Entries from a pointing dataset
○ ○ ○ ○ ○ ○ ○
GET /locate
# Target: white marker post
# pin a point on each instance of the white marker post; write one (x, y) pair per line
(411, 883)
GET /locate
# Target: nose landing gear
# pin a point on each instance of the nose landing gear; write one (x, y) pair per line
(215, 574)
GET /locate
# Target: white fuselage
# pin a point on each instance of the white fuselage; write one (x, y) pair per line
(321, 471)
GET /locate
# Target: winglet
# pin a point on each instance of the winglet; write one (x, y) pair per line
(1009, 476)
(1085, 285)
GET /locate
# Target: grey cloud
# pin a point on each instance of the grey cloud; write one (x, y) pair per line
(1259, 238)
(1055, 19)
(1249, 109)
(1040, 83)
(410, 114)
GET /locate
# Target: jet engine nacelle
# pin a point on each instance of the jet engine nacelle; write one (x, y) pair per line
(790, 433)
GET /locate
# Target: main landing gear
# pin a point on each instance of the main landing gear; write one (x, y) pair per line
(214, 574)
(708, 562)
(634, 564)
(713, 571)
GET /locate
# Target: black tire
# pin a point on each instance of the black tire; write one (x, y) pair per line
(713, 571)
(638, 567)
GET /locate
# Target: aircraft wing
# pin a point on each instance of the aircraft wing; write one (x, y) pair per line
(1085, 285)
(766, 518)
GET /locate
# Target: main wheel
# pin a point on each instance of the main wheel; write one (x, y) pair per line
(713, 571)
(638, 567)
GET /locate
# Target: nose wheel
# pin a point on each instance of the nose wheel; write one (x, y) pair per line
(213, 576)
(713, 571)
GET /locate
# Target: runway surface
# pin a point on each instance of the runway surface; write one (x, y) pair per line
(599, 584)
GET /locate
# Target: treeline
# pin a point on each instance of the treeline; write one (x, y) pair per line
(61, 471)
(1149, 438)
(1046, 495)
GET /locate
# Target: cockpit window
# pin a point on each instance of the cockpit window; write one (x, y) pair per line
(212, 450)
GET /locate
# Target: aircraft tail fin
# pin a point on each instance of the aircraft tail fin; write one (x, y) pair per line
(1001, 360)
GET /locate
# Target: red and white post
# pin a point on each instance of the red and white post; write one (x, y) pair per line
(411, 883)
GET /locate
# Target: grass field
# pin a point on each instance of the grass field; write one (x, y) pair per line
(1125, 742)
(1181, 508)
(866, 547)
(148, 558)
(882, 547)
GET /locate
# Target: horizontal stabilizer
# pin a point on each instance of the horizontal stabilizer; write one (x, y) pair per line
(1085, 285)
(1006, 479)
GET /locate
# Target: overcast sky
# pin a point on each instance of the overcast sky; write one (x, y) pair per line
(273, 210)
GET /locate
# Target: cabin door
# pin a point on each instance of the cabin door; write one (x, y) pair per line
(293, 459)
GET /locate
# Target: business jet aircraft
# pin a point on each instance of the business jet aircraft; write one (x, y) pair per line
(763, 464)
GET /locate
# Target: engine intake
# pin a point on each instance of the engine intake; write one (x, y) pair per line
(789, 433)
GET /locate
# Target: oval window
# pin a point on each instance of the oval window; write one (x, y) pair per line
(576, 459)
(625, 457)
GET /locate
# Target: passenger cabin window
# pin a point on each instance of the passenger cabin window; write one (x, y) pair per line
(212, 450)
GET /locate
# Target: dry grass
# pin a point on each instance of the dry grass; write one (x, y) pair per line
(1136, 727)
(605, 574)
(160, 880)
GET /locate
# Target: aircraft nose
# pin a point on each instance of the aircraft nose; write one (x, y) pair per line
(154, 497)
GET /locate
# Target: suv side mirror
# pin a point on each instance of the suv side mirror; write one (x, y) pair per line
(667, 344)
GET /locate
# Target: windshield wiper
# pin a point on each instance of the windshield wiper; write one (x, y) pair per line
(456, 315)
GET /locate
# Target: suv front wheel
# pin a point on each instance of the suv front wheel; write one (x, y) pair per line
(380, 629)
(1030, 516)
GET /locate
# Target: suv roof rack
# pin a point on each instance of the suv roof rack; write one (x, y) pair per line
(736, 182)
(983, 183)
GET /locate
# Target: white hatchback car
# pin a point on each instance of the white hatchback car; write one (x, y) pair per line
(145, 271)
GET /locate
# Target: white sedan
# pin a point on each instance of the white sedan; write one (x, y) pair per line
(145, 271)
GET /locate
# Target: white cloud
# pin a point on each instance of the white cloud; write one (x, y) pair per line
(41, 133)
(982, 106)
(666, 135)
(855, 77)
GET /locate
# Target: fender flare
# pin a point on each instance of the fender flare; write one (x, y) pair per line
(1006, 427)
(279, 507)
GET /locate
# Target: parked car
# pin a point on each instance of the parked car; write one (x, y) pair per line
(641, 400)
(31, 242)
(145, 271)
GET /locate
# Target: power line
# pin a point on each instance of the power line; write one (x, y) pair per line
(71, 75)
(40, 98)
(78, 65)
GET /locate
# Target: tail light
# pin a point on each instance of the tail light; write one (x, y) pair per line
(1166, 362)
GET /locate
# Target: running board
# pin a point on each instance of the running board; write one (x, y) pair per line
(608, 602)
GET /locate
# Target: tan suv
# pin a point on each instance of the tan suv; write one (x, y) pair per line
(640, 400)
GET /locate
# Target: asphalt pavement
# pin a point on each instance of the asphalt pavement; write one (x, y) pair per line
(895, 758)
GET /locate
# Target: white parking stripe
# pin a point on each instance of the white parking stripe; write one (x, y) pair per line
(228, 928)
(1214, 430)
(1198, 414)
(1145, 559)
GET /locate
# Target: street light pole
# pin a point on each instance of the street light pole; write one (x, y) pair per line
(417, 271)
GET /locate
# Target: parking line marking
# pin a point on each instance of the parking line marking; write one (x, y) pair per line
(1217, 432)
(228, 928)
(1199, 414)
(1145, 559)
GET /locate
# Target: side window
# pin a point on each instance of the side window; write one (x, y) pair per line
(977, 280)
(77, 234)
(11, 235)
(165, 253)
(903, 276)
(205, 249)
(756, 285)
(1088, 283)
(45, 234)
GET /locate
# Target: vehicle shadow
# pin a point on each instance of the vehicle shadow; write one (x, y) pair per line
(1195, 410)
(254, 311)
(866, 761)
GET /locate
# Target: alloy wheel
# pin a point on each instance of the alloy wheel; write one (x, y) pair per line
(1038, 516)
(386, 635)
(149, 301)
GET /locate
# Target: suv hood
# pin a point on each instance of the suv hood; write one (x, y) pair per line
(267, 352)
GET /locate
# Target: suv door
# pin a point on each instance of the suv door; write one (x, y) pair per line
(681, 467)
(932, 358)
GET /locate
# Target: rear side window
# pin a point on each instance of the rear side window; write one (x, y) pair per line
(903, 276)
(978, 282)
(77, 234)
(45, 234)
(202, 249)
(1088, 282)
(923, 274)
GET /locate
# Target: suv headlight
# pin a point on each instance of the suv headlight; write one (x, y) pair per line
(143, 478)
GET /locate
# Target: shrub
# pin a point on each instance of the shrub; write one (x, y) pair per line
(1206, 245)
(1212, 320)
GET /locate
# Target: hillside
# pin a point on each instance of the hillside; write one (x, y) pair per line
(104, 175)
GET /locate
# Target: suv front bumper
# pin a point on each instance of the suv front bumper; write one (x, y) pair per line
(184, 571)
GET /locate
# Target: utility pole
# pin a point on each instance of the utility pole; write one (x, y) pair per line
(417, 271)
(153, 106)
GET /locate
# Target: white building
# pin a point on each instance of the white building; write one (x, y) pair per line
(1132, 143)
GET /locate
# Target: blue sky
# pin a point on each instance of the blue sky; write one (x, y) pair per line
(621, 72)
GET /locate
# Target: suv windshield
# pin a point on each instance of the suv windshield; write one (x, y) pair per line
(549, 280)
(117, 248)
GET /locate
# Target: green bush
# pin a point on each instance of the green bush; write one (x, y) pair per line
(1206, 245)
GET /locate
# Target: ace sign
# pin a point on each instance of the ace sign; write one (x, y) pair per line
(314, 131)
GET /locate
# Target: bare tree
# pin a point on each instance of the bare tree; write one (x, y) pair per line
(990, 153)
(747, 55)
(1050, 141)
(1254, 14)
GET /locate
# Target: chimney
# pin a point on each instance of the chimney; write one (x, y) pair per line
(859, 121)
○ ○ ○ ○ ○ ○ ○
TASK PROMPT -> Count the lines in the data above that contain the string "business", treating case as significant, and give only the number.

EXERCISE ANSWER -> 2